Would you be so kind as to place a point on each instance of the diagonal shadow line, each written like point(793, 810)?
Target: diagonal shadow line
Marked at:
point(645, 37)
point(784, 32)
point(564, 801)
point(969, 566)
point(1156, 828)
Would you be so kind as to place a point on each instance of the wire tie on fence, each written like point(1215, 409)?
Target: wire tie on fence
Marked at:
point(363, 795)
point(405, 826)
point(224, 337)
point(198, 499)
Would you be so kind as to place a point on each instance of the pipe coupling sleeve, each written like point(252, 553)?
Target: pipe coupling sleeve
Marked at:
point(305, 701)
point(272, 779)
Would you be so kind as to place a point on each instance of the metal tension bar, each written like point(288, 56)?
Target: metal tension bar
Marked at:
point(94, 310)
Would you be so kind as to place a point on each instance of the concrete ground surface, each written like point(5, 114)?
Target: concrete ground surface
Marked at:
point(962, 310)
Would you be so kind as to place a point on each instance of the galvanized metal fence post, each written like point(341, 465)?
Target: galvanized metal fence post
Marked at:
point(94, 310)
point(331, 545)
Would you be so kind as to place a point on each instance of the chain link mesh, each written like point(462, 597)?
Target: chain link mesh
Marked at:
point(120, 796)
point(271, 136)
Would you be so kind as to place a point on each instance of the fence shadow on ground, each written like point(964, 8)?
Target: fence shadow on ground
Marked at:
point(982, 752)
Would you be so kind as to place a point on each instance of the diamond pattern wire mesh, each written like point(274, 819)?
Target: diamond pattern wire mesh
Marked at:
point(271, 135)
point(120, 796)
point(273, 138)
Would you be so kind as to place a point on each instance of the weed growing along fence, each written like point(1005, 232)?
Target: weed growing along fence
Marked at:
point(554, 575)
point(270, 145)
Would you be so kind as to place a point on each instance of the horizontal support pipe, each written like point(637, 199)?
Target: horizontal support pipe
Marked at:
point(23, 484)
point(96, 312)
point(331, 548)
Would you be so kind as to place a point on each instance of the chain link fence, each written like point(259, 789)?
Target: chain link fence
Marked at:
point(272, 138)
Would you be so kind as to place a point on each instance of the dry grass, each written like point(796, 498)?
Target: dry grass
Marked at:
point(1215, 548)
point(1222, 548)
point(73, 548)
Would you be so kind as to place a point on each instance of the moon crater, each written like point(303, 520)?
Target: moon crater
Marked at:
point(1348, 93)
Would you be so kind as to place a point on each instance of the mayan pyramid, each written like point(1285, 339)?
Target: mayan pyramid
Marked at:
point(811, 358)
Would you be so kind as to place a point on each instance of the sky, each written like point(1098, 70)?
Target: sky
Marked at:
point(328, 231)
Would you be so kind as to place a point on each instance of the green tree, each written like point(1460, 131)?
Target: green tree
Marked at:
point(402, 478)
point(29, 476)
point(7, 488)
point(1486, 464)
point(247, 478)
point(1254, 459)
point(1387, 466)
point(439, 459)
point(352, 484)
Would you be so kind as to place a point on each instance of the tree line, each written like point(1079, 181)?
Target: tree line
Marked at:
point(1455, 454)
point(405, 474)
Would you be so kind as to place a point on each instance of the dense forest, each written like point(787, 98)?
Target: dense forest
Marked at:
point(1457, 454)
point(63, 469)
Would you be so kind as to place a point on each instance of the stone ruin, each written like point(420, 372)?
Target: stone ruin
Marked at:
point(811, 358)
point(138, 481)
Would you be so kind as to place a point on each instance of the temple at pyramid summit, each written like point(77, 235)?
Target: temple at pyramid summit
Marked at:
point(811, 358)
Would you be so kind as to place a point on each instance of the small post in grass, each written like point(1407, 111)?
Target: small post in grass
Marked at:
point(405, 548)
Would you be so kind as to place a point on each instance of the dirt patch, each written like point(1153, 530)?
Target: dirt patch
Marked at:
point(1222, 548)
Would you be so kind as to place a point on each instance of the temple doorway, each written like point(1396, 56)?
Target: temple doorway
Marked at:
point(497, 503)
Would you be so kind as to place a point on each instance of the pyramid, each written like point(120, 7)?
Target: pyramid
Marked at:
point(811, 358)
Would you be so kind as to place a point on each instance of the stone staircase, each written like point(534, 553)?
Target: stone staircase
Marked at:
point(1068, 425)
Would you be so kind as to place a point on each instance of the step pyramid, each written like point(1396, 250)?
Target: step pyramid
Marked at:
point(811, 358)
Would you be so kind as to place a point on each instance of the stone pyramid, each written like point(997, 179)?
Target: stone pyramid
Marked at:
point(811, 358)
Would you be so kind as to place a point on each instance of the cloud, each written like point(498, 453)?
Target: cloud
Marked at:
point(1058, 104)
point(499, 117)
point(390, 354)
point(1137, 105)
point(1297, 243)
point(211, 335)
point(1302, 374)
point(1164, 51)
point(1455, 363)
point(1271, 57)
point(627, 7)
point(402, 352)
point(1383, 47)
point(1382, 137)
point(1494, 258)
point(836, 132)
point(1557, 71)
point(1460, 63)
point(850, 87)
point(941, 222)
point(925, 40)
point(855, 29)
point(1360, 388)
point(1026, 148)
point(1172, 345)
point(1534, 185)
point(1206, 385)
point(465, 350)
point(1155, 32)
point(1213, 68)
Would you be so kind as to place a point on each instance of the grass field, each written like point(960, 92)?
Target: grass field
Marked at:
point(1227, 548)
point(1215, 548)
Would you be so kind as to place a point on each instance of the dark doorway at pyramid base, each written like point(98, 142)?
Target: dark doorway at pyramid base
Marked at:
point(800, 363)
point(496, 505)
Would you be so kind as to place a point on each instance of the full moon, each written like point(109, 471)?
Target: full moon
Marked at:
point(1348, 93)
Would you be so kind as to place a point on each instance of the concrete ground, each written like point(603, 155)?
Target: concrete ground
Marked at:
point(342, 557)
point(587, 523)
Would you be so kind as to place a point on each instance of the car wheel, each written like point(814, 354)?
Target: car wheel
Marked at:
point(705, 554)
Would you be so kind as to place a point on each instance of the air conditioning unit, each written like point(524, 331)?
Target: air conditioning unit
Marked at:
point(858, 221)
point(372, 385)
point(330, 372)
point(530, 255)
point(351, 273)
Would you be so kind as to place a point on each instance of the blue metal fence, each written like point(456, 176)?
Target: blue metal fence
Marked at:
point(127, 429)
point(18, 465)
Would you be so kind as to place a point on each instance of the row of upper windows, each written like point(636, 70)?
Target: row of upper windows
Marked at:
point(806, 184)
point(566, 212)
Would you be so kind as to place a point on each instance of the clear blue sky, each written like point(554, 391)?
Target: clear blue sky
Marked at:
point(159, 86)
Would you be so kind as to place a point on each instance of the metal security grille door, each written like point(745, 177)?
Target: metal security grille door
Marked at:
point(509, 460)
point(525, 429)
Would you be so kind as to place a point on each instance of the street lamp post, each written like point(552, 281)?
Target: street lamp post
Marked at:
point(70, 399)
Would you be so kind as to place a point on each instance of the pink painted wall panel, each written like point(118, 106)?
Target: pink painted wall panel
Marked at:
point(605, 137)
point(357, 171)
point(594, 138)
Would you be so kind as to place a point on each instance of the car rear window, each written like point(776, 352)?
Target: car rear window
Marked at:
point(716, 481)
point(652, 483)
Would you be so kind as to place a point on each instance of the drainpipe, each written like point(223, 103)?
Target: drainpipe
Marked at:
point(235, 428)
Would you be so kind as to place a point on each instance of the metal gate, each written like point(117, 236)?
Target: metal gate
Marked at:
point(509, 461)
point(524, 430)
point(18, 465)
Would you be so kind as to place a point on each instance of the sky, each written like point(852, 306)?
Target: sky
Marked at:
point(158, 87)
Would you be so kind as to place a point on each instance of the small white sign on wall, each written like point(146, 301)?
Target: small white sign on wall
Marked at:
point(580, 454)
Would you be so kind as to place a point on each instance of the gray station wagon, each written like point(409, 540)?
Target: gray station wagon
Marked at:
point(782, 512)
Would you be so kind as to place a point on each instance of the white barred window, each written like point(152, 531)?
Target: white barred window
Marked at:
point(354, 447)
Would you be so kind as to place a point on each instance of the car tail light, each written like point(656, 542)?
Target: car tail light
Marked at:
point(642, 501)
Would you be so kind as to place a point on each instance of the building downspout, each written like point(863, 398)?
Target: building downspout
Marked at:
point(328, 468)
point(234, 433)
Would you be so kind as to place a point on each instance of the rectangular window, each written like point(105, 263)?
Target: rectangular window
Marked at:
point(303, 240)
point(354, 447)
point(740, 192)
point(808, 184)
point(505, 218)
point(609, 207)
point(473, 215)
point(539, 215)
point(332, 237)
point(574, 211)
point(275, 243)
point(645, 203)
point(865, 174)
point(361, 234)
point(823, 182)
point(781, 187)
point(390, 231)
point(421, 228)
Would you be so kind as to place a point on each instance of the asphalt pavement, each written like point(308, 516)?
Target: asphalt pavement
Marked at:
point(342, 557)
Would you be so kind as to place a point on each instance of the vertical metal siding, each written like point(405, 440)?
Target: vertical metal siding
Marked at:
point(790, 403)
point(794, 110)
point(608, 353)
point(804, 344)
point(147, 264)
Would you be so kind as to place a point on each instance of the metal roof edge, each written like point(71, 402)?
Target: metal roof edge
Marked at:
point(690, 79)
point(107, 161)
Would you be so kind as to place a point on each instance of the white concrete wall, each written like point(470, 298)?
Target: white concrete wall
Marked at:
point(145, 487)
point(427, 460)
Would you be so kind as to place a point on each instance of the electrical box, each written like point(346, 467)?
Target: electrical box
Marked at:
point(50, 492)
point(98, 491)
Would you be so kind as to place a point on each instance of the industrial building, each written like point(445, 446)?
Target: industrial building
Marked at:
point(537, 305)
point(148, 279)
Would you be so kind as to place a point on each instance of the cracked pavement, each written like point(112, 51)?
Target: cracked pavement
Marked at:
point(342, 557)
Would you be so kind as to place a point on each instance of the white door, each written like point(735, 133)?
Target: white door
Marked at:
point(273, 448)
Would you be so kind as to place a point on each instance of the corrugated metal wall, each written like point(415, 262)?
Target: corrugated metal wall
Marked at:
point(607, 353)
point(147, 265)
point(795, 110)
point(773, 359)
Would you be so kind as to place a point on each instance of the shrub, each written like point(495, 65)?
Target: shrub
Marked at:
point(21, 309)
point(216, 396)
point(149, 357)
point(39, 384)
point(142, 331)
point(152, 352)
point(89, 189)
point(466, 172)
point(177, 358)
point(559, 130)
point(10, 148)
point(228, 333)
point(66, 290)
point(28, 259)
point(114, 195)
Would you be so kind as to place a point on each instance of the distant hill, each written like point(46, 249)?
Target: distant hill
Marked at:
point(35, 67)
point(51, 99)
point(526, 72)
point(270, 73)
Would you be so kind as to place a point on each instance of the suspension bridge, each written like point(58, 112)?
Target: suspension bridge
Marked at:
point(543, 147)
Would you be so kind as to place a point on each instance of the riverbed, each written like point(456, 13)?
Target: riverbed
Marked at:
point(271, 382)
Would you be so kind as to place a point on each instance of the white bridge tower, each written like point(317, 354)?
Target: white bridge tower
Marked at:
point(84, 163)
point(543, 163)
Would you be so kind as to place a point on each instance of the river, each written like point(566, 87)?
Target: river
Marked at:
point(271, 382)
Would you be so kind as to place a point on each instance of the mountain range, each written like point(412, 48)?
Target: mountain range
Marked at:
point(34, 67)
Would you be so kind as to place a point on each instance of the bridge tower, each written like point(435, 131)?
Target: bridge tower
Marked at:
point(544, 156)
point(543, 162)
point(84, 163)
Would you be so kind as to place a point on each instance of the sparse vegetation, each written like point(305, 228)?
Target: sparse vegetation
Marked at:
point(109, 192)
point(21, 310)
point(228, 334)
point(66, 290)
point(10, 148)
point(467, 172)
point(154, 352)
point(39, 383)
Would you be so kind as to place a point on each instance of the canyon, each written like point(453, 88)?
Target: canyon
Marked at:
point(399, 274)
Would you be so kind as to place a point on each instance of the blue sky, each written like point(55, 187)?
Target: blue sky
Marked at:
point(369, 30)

What the task asks: Give the lines of the material above as a JSON list of strings, one string per line and no blank lines. Start with the line containing "like point(1098, 70)?" and go on through the line containing "point(352, 484)".

Answer to the problem:
[
  "Would you be so kind as to place a point on each instance of the sky, each written like point(1098, 70)?",
  "Target: sky",
  "Marked at:",
  "point(328, 231)",
  "Would you be so kind as to place a point on each instance of the green tree, each written like point(1460, 131)?",
  "Target: green tree",
  "Marked at:",
  "point(402, 478)",
  "point(29, 476)",
  "point(7, 488)",
  "point(1486, 464)",
  "point(247, 478)",
  "point(1254, 459)",
  "point(1387, 466)",
  "point(439, 459)",
  "point(352, 484)"
]